*SELECTED TEXT*:

......

Liquor and wine distributor Constellation Brands (NYSE:STZ) will report first-quarter 2008 financial results on Thursday. Let's belly up to the bar and see what's being served.

What analysts say:

  • Buy, sell, or waffle? Of the 14 analysts covering Constellation, 11 say they can hold their liquor, while two want to buy another round. One says he's had enough and rates it a sell.
  • Revenues. Sales are expected to fall 23% this quarter to $885.8 million as Constellation struggles with international wine sales.
  • Earnings. Profits are also expected to fall, being cut nearly in half from $0.31 a share last year down to $0.16 a stub this time around.

What management says:
It's not that Europe is becoming a continent of teetotalers, but Constellation's wine business is still cloudy, particularly in the U.K., where on a constant currency basis -- and without the addition of its Vincor acquisition -- sales declined 6%. That calls for a stiff drink. Fortunately, Constellation is moving into the premium-liquor market and has added a number of products that should allow it to compete more effectively against Brown-Forman (NYSE:BF-B) and Diageo (NYSE:DEO). For one, it recently acquired SVEDKA vodka, which showed 60% growth last year.

Yet it's with tequila that the sun is rising these days. According to Nielsen Scantrack & LiquorTrack data, tequila sales grew 12.5% in 2006 -- the largest of any alcoholic beverage and almost three times as much as spirit-sales growth overall. Constellation sells three brands of tequila, but for now, they all trail Diageo's Jose Cuervo, Sauza from Fortune Brands (NYSE:FO), and Brown-Forman's recently acquired Casa Herradura.

......

*STUDY MATERIAL*:
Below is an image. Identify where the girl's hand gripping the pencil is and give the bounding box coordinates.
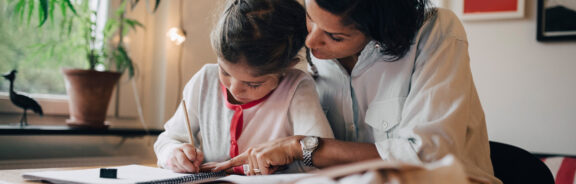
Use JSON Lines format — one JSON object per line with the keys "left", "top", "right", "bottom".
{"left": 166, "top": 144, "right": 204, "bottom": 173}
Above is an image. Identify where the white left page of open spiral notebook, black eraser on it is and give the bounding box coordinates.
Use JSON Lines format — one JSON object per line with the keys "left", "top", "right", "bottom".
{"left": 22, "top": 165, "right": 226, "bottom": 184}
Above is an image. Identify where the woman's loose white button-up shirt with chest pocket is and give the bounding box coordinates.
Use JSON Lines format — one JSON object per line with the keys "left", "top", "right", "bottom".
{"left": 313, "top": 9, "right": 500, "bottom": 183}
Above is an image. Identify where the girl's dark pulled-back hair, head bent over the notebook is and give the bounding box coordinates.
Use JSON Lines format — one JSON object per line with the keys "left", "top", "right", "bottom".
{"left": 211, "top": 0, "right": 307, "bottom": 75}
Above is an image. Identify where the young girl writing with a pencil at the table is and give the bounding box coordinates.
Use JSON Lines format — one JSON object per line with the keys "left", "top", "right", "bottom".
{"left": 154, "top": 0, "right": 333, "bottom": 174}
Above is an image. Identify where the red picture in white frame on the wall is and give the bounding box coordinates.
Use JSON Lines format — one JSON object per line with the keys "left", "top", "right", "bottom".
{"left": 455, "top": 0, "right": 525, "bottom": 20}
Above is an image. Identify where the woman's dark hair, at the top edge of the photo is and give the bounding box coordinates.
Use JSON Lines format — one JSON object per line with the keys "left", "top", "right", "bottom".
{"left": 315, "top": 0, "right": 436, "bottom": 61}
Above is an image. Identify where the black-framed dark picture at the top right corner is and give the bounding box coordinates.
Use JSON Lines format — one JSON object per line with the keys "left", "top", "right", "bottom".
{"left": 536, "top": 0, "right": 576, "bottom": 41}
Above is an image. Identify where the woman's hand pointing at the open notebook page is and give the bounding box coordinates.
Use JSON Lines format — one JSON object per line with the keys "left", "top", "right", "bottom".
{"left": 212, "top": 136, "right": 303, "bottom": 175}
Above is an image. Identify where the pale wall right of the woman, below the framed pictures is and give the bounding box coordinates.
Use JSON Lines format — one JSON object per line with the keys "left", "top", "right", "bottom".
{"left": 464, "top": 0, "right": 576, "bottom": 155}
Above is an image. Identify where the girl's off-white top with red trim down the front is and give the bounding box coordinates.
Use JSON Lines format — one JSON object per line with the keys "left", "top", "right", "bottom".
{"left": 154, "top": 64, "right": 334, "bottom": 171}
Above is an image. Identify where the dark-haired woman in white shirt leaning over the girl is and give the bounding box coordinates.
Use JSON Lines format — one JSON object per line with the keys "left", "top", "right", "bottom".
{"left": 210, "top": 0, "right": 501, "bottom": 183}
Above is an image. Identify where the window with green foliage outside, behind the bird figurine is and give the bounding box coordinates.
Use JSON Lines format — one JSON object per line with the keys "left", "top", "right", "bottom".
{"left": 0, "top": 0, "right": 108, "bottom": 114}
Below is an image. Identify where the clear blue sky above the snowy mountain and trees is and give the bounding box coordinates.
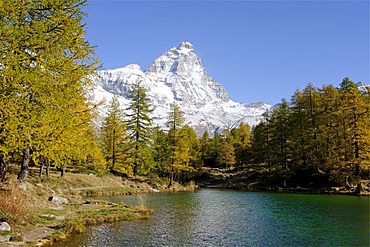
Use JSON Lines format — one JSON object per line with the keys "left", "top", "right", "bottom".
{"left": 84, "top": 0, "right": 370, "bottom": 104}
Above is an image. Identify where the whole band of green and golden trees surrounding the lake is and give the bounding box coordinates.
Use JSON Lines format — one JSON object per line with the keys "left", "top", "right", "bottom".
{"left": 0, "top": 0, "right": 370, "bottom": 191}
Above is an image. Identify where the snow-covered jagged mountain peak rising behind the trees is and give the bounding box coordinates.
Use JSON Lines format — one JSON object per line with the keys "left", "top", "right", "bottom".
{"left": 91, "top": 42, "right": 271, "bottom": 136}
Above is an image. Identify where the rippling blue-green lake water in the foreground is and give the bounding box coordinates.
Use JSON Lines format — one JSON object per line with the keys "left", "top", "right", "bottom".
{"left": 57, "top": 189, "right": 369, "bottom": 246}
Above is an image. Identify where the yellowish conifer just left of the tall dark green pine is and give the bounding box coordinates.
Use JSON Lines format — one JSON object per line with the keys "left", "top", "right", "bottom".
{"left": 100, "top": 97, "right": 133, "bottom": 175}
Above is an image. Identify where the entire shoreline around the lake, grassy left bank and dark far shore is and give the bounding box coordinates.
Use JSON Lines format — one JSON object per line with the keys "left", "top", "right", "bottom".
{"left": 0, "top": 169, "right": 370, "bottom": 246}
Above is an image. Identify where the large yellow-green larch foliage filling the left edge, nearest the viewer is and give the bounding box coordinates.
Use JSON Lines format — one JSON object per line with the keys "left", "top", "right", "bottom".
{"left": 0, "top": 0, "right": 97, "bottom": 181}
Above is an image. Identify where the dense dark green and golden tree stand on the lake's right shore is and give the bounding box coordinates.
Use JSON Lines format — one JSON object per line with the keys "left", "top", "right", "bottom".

......

*COMPLETE THE FOLLOWING*:
**1.** Can you repeat the Constellation Brands earnings preview word for word from "Yet it's with" to "acquired Casa Herradura."?
**2.** What does the Constellation Brands earnings preview say, summed up in two sentences?
**3.** Could you resume the Constellation Brands earnings preview after its final sentence and keep writing?

*OUTPUTS FOR THE TASKS*:
**1.**
Yet it's with tequila that the sun is rising these days. According to Nielsen Scantrack & LiquorTrack data, tequila sales grew 12.5% in 2006 -- the largest of any alcoholic beverage and almost three times as much as spirit-sales growth overall. Constellation sells three brands of tequila, but for now, they all trail Diageo's Jose Cuervo, Sauza from Fortune Brands (NYSE:FO), and Brown-Forman's recently acquired Casa Herradura.

**2.** Constellation Brands will report first-quarter 2008 results on Thursday, and analysts expect sales to fall 23% to $885.8 million and earnings to drop from $0.31 a share to $0.16. Its wine business remains weak, especially in the U.K., but it is moving into premium liquor with purchases such as SVEDKA vodka, though its three tequila brands trail rivals' in a category whose sales grew 12.5% in 2006.

**3.**
What management does:
With wines souring and premium liquors just getting started, Constellation's next hope is beer. Earlier this year, it started Crown Imports, which will exclusively import under one roof the Corona beer brands. While Corona's enduring popularity should help it challenge Anheuser-Busch (NYSE:BUD) and Molson Coors (NYSE:TAP), right now the start-up costs associated with it are eating into margins. Interestingly, the maker of Corona and the partner in the joint venture with Constellation is Grupo Modelo, which is 50% owned by Anheuser-Busch.

Margin

02/06

05/06

08/06

11/06

02/07

Gross

29.1%

29.3%

29.1%

29.3%

29.8%

Operating

16.0%

16.7%

15.8%

16.2%

16.6%

Net

7.1%

7.2%

6.6%

6.2%

6.4%

All data courtesy of Capital IQ, a division of Standard & Poor's. Data reflects trailing-12-month performance for the quarters ended in the named months.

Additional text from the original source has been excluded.